Study text:
[Start of section]
Concern-Trolling Barista Refuses To Serve A Pregnant Woman Coffee
This pregnant woman was denied a cup of coffee by an out-of-line barista.
Women give up a lot during pregnancy, but if you want to take our morning coffee, you’ll have to pry it from our sweaty, swollen hands. At least, that’s what one Australian writer wishes she’d said when she tried to order a cup of coffee after a long morning and a barista concern-trolled her drink choice because she’s 27 weeks pregnant.
In a recent essay in the Sydney Morning Herald, mom-to-be Alexandra Smith says she’d just finished fasting for for a series of routine blood tests, when she stopped off at a coffee shop to get a glorious cup of morning joe. To her surprise, the male barista took one look at her baby bump and gave her a solid no. She writes:
“I had been looking forward to a coffee for hours. That was until the barista looked at my 27-week bump over his counter and shook his head. ‘No,’ he responded motioning towards my belly. ‘No caffeine for you.’ I thought I misheard. This was a coffee I was a ordering, not a martini. But clearly my choice of poison was not going to be accepted by this barista despite my looks of horror, panic and then desperation.”
Instead, Smith writes the little punk tried to get her to order decaf (blasphemy!) or a flat white, which is basically just steamed milk with a single shot of espresso in it. Smith says she should’ve protested and demanded her coffee, but she was so stung by the guilt of being mommy-shamed that she just wanted to get the hell out of there.
“I accepted the weak hot milk option and watched as a minuscule drop of coffee was tipped into an oversized takeaway paper cup,” she writes. “It was a basically a babycino for grown-ups.” Later, she adds, she relayed the events to friends later and heard dozens of stories of women who’d been turned down while trying to purchase everything from frozen yogurt to cheese.
[End of section]
Task 1: Translate this sentence from the article about the barista and the pregnant customer into Spanish: "This pregnant woman was denied a cup of coffee by an out-of-line barista."
Task 2: In the barista article, which newspaper ran Alexandra Smith's essay?
Task 3: Please carry on the article about the barista who refused a pregnant woman coffee, picking up right after its last sentence.

Entries supplied:
[Start of section]
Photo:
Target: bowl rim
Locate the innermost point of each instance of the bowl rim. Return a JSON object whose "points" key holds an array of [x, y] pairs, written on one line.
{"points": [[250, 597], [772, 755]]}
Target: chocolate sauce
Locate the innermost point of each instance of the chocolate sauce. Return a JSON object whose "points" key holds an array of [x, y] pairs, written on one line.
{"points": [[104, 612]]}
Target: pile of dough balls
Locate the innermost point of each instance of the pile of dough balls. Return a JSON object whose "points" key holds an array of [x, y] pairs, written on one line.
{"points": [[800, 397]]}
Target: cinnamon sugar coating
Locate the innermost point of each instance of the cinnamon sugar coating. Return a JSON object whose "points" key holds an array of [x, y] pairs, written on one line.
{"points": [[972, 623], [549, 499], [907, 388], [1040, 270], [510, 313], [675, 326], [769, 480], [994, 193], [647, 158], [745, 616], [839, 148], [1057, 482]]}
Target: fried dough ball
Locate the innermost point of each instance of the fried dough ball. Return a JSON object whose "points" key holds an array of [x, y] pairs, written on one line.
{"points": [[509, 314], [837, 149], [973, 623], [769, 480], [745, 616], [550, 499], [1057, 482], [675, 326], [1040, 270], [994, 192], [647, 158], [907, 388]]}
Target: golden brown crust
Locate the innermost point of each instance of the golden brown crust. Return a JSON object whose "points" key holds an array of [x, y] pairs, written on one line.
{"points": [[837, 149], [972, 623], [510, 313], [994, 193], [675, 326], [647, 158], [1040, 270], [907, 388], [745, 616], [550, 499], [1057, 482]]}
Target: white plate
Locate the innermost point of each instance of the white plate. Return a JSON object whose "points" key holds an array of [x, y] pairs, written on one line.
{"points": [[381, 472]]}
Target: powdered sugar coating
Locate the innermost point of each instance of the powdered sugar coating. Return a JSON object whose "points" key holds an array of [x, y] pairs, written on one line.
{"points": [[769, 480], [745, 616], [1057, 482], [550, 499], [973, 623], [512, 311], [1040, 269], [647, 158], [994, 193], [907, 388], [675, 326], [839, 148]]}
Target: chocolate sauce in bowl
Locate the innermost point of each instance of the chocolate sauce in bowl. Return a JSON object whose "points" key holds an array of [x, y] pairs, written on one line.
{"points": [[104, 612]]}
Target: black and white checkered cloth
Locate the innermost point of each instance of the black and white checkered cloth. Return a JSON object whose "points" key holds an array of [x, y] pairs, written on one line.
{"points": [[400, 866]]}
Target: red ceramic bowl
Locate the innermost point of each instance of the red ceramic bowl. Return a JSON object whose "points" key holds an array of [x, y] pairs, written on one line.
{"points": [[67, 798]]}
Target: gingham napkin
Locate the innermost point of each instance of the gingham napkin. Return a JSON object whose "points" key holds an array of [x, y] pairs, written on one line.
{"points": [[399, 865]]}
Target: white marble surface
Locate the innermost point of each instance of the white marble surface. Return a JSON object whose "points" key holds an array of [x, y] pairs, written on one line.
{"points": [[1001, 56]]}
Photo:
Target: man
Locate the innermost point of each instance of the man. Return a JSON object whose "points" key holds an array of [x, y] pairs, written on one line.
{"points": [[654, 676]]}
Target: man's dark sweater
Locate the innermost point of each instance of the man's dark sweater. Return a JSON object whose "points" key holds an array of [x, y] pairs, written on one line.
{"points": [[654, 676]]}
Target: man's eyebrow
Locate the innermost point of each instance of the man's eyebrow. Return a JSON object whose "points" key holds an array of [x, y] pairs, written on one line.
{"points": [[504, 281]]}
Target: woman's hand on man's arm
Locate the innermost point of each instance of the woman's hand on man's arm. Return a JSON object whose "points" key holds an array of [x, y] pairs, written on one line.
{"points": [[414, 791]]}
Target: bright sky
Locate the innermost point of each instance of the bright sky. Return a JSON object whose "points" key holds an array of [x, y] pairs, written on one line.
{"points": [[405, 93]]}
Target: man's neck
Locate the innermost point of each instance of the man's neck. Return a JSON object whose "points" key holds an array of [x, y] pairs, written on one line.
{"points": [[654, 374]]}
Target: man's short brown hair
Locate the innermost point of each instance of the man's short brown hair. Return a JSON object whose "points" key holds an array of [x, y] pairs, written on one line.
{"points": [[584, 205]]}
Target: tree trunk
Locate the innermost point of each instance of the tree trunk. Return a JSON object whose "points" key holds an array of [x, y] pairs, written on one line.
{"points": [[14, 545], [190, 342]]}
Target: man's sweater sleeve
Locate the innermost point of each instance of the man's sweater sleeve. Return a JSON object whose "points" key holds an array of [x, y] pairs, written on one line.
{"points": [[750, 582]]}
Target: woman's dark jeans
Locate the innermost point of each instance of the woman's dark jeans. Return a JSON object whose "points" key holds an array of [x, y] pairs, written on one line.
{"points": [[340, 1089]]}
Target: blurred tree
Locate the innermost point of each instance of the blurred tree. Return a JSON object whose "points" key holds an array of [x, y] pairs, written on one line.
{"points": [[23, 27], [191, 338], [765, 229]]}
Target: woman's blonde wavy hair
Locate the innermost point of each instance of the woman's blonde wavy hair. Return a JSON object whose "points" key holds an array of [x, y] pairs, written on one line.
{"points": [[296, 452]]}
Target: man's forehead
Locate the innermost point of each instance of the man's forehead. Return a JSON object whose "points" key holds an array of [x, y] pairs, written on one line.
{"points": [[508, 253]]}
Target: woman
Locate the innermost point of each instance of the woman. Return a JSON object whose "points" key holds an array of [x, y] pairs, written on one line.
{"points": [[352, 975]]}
[End of section]
Task result 1: A esta mujer embarazada un barista que se pasó de la raya le negó una taza de café.

Task result 2: The Sydney Morning Herald.

Task result 3:
For the record, most doctors don’t have an issue with pregnant women drinking a little caffeine. My own OBGYN told me it was fine to have a cup of coffee, so long as I wasn’t downing a full pot of it each morning. Even the American Pregnancy Association says moderate levels of caffeine — up to 300 mg, or about two cups of brewed coffee a day — haven’t been found to have any negative effects on the health of unborn babies. So, what gives?
What happened to Smith is a symptom of the most annoying thing about pregnancy and motherhood: people treat you like public property. Friends, coworkers, your mother, strangers on the street — everyone feels like they get say a when you have a baby, and everyone wants to give you their opinions about what you’re doing, even though you’ve already got a team of health professionals and don’t need any more, thank you very much.
That nosy barista probably had no idea whether or not it was actually harmful for Smith to have her coffee. They just saw a pregnant belly and suddenly felt bold enough to be able to police a grown woman’s beverage choices, and that’s complete bullshit. Pregnant women are more than capable of making decisions for themselves and their babies. When a pregnant woman asks for a cup of coffee, the only question she should have to answer is whether she wants cream and sugar.